### READING PASSAGE
----------------------------------------
Millions of U.S. homeowners remain in forbearance programs and are unable to make their mortgage payments. With these programs likely to end soon, however, clients and referral partners may turn to mortgage originators for options and resources.
The COVID-19 pandemic jolted the global economy, significantly impacting business operations across all industries. One such industry strongly affected by the virus outbreak was the mortgage space. As widespread unemployment and furloughs swept across the U.S., former President Donald Trump and Congress implemented the Coronavirus Aid, Relief and Economic Security (CARES) Act, which aimed to alleviate the economic pain of the pandemic.
As part of the relief plan, mortgage forbearance programs were put in place that allowed homeowners to temporarily stop making payments on their loans. The goal was to help Americans navigate the situation without fear of losing their homes. These programs were set to expire in March of this year.
Fortunately for millions of borrowers with government-backed mortgages, President Joe Biden’s administration has extended the forbearance window through June 2021. This extension provides a lifeline for borrowers in need of financial stability, offering them the opportunity to forgo mortgage payments for up to 18 months.
As the June deadline draws closer, however, there is an increasing discussion about the future of the foreclosure landscape. Some housing-industry experts believe there will be a wave of foreclosures as U.S. homeowners fail to make their reinstated payments. Other, more hopeful pundits foresee a much smoother transition back to normal operations. This leaves the million-dollar question: What are foreclosures going to look like once the forbearance programs eventually come to end?
As more Americans are being called back to work, the number of borrowers in forbearance is declining. Early this past March, only 4.9% of borrowers were deferring payments. This marked the first time since early April 2020 that this share had fallen below 5%, according to real estate data company Black Knight.
----------------------------------------
### DATA BELOW
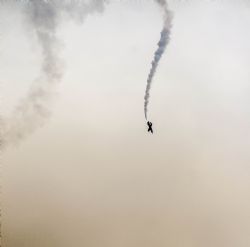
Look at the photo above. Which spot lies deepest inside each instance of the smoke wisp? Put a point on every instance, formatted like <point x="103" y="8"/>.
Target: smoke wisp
----------------------------------------
### TASK STATEMENT
Rewrite the part of the mortgage forbearance article that opens with the words containing "The COVID-19 pandemic" and closes with "of this year.", changing "pandemic" to "crisis".

### REPLY
The COVID-19 crisis jolted the global economy, significantly impacting business operations across all industries. One such industry strongly affected by the virus outbreak was the mortgage space. As widespread unemployment and furloughs swept across the U.S., former President Donald Trump and Congress implemented the Coronavirus Aid, Relief and Economic Security (CARES) Act, which aimed to alleviate the economic pain of the crisis.
As part of the relief plan, mortgage forbearance programs were put in place that allowed homeowners to temporarily stop making payments on their loans. The goal was to help Americans navigate the situation without fear of losing their homes. These programs were set to expire in March of this year.